An artist's concept shows a DSP satellite deployed in space. Credit: Northrop Grumman

The Air Force Defense Support Program satellites orbit the earth about 35,780 kilometers over the equator. DSP satellites use infrared sensors to detect heat from missile and booster plumes against the earth's background.

The DSP constellation is operated from the Space Based Infrared Systems (SBIRS) Mission Control Station (MCS) at Buckley Air Force Base, Colo. The SBIRS program office at Los Angeles Air Force Base, Calif. plans to launch the two remaining satellites by 2005.

DSP evolution
The Defense Support Program grew out of the successful 1960s space-based infrared Missile Defense Alarm System known as MiDAS. The first successful launch of MiDAS was May 24, 1960. Between 1960 and 1966, there were 12 MiDAS launches deploying four different types of increasingly sophisticated sensors‹sensors which led the way to the development, launch and use of DSP. The Air Force Space and Missile Systems Center declassified this ballistic missile early warning satellite system program Nov. 30, 1998.

On November 6, 1970, the U.S. Air Force launched a classified satellite on a Titan IIIC rocket from Launch Complex 40 at Cape Canaveral Air Force Station, Florida. The secret mission of the spacecraft aboard the Titan was to provide early warning for Intercontinental Ballistic Missile launches from the Soviet Union and the People's Republic of China as well as Sea-Launched Ballistic Missiles near North America. That classified satellite became the first of 21 to be launched over the next 30 years with five major design changes that improved the reliability, capability and service life of the spacecraft.

The original DSP used 2,000 lead-sulfide infrared detectors, weighed 2,000 pounds, had 400 watts of electrical power and a design life of 1.25 years. In the 1970s, the Air Force and industry contractor team upgraded the satellite to meet new mission requirements. As a result, the satellite's weight grew to 3,690 pounds, the power increased to 680 watts, the number of detectors increased by threefold to 6,000 and the design life improved to three years with a goal of five years. Some of the later spacecraft have operated for more than 10 years, with one satellite serving the nation for an astounding 18 years‹well past design lifetime. When fully deployed, a current generation DSP satellite is about 10 meters long and 6.7 meters in diameter.

EXERCISES TO COMPLETE
#1 In the DSP satellite text, rewrite the part that begins at the words "An artist's concept" and stops after "satellites by 2005.", putting "Space Force Base" in place of "Air Force Base".
#2 From the DSP satellite text, list every figure given for the original DSP satellite.

DATA

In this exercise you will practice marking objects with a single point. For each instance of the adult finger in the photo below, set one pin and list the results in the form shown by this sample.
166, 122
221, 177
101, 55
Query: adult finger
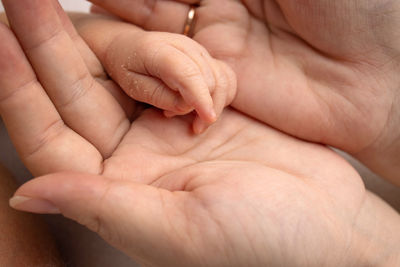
135, 218
160, 15
83, 104
92, 62
43, 141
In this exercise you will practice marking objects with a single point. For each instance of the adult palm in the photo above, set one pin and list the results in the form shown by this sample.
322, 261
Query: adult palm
242, 194
324, 71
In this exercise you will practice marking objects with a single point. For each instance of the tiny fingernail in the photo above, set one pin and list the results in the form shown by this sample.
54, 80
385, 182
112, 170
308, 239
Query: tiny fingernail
169, 114
33, 205
212, 115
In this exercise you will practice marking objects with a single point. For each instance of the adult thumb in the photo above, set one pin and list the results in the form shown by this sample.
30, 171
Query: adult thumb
133, 217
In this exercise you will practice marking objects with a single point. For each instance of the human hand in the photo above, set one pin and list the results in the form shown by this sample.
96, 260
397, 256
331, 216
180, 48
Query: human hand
242, 194
319, 70
169, 71
57, 104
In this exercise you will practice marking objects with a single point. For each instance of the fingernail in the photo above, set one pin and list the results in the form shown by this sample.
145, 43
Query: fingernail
212, 116
169, 114
33, 205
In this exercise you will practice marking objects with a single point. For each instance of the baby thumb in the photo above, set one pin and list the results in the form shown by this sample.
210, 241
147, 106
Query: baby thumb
130, 216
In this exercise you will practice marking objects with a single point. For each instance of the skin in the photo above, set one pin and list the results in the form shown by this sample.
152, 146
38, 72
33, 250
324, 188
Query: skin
140, 62
240, 194
24, 239
319, 70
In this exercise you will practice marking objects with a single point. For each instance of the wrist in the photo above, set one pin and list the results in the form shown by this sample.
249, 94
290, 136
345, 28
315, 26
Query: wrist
376, 233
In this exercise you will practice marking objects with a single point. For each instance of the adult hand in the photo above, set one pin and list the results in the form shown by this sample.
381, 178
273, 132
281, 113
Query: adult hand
324, 71
242, 194
61, 111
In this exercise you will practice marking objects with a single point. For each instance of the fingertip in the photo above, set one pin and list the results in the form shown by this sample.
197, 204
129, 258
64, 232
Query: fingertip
208, 115
199, 126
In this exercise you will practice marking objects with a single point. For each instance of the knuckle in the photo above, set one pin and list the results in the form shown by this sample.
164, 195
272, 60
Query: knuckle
77, 90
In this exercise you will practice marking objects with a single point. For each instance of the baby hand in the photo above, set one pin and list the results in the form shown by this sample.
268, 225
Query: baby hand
171, 72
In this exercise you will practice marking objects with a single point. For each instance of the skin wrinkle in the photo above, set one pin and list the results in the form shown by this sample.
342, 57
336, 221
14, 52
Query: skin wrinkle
14, 92
79, 88
52, 132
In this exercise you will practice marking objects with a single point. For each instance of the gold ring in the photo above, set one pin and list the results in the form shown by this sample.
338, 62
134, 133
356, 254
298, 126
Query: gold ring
189, 25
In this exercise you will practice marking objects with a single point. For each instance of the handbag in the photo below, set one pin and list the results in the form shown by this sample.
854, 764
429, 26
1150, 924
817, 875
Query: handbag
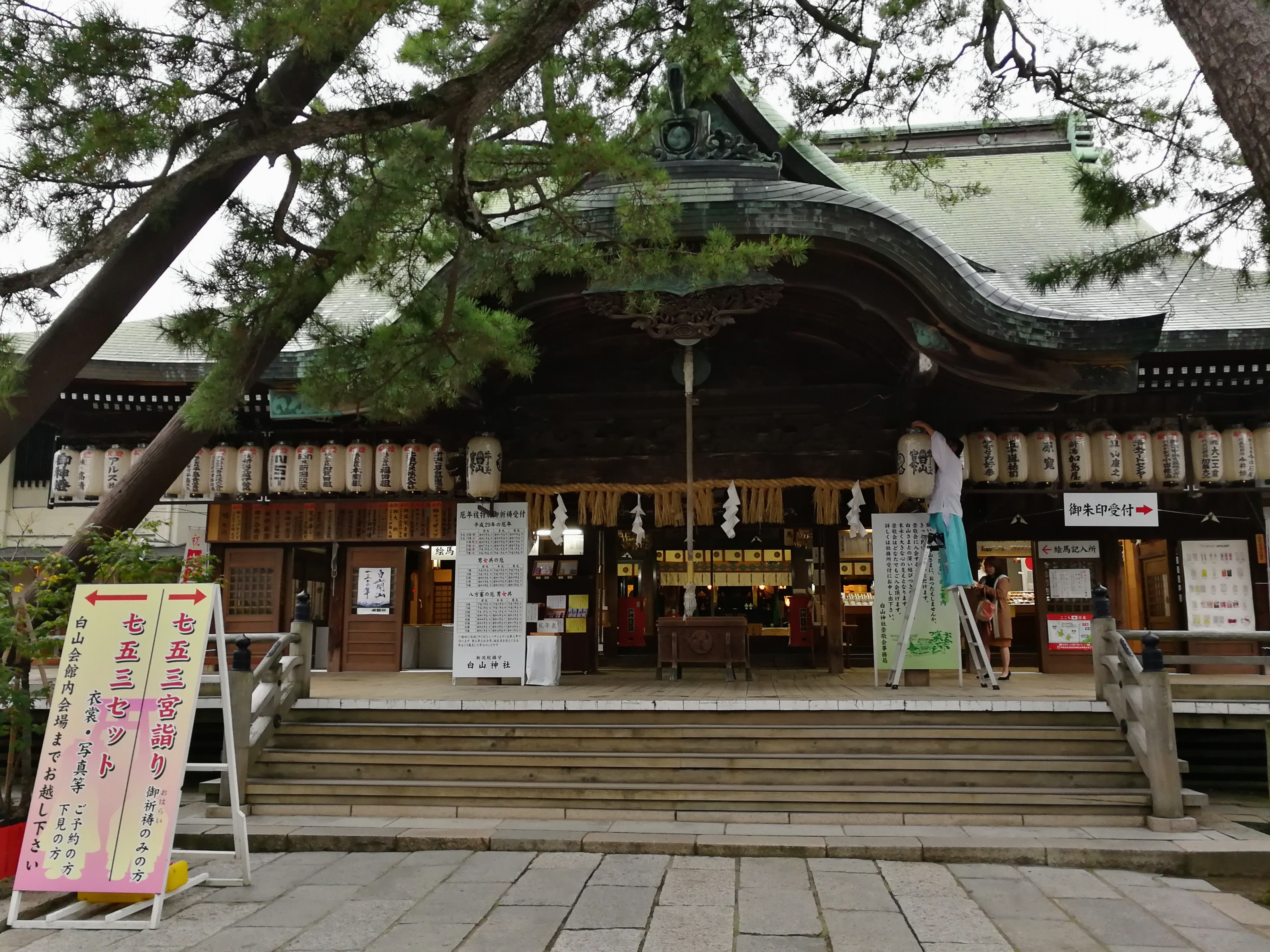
986, 611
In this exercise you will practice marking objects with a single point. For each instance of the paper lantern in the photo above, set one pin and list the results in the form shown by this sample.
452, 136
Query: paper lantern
1078, 459
484, 470
439, 472
199, 473
331, 478
250, 480
915, 466
1168, 457
222, 473
1014, 457
1207, 456
1262, 447
388, 468
1043, 459
280, 473
117, 464
1108, 457
357, 468
64, 478
985, 457
1139, 465
307, 464
1238, 447
414, 468
92, 473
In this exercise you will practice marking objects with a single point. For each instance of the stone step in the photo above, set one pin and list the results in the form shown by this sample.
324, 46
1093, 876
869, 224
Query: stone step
688, 796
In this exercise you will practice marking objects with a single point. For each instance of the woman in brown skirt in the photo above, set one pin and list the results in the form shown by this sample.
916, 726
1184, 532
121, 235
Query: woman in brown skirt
999, 631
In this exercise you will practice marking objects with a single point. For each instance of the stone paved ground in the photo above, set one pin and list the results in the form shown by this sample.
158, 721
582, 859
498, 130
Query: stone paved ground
507, 902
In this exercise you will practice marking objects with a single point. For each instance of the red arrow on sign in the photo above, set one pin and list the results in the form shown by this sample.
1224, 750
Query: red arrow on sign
98, 597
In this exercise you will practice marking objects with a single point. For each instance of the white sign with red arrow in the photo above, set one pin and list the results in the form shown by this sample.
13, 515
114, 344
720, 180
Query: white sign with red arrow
1112, 509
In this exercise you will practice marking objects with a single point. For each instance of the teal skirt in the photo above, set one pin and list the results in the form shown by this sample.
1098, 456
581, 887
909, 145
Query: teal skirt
954, 560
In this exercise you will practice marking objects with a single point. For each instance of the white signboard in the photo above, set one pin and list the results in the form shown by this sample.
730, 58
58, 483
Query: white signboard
1069, 583
1067, 550
1218, 586
375, 591
491, 567
900, 542
1112, 509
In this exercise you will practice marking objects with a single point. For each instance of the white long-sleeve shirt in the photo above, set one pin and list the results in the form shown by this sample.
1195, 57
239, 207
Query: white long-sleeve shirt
947, 497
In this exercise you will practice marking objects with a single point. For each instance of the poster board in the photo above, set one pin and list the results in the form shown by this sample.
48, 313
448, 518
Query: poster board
1217, 580
898, 544
491, 591
108, 789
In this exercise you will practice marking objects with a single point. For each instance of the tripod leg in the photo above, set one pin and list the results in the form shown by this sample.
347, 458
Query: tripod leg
898, 664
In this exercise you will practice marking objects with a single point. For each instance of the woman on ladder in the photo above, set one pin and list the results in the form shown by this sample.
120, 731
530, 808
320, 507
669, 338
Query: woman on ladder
996, 622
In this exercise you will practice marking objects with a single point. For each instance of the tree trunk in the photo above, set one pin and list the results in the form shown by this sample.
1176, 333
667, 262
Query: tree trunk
86, 324
1231, 42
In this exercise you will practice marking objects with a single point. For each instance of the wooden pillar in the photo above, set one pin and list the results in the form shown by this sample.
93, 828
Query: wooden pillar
336, 615
832, 598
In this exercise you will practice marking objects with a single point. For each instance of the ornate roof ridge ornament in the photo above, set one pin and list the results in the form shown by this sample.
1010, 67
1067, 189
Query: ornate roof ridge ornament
685, 134
689, 313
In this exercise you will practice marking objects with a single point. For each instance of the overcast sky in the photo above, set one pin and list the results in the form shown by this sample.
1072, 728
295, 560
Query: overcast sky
169, 296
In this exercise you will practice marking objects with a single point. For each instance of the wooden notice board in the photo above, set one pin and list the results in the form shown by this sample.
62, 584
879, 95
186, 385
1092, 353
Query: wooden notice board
374, 608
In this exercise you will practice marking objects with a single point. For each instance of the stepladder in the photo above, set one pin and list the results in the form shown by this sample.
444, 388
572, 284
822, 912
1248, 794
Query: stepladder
980, 659
121, 914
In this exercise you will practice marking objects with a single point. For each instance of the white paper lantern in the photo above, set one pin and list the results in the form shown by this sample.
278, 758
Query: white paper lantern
199, 472
985, 457
331, 478
1139, 465
357, 468
64, 474
388, 468
305, 466
222, 473
484, 468
1241, 465
1076, 460
414, 468
1108, 457
915, 465
280, 469
251, 470
439, 470
117, 464
1043, 457
92, 473
1262, 448
1014, 457
1169, 457
1207, 456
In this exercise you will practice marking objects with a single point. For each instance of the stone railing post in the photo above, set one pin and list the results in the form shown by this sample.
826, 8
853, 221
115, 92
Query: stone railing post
303, 626
1105, 639
242, 686
1157, 722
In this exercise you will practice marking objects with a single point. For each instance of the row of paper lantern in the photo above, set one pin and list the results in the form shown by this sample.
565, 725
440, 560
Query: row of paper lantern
307, 469
1105, 457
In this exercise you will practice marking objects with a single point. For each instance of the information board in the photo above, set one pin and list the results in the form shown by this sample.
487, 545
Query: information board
491, 589
121, 714
1218, 583
898, 544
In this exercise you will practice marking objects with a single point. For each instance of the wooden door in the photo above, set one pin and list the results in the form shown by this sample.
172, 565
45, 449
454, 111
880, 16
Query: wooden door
253, 589
373, 633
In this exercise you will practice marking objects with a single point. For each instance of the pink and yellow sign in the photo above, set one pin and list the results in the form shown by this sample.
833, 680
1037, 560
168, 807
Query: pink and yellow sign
108, 790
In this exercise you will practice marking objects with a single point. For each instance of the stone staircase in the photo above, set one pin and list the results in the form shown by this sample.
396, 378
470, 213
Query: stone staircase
1049, 763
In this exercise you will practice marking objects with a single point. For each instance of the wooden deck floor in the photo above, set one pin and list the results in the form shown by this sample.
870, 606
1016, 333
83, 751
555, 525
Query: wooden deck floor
700, 685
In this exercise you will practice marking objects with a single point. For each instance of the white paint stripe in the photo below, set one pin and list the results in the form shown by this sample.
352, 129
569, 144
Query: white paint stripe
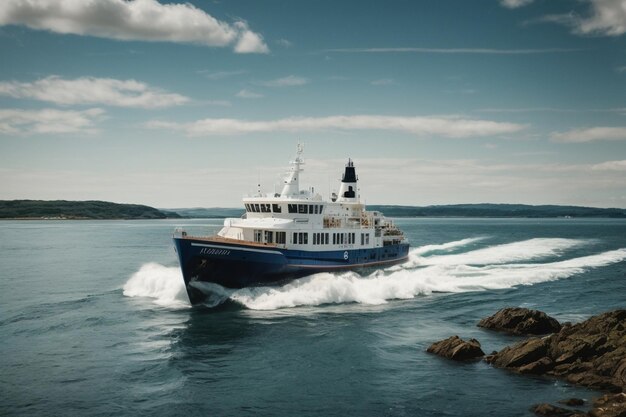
349, 266
236, 248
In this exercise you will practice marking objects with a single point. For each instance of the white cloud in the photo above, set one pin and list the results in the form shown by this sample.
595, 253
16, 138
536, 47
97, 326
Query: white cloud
248, 94
89, 90
590, 134
383, 81
289, 81
18, 121
284, 43
514, 4
447, 126
220, 75
610, 166
249, 42
145, 20
606, 18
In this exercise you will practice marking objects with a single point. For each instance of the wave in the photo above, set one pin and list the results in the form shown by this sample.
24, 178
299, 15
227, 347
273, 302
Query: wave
492, 268
163, 284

SOLUTIONS BELOW
#1
An artist's concept shows a DSP satellite deployed in space. Credit: Northrop Grumman

The Air Force Defense Support Program satellites orbit the earth about 35,780 kilometers over the equator. DSP satellites use infrared sensors to detect heat from missile and booster plumes against the earth's background.

The DSP constellation is operated from the Space Based Infrared Systems (SBIRS) Mission Control Station (MCS) at Buckley Space Force Base, Colo. The SBIRS program office at Los Angeles Space Force Base, Calif. plans to launch the two remaining satellites by 2005.

#2
- 2,000 lead-sulfide infrared detectors
- A weight of 2,000 pounds
- 400 watts of electrical power
- A design life of 1.25 years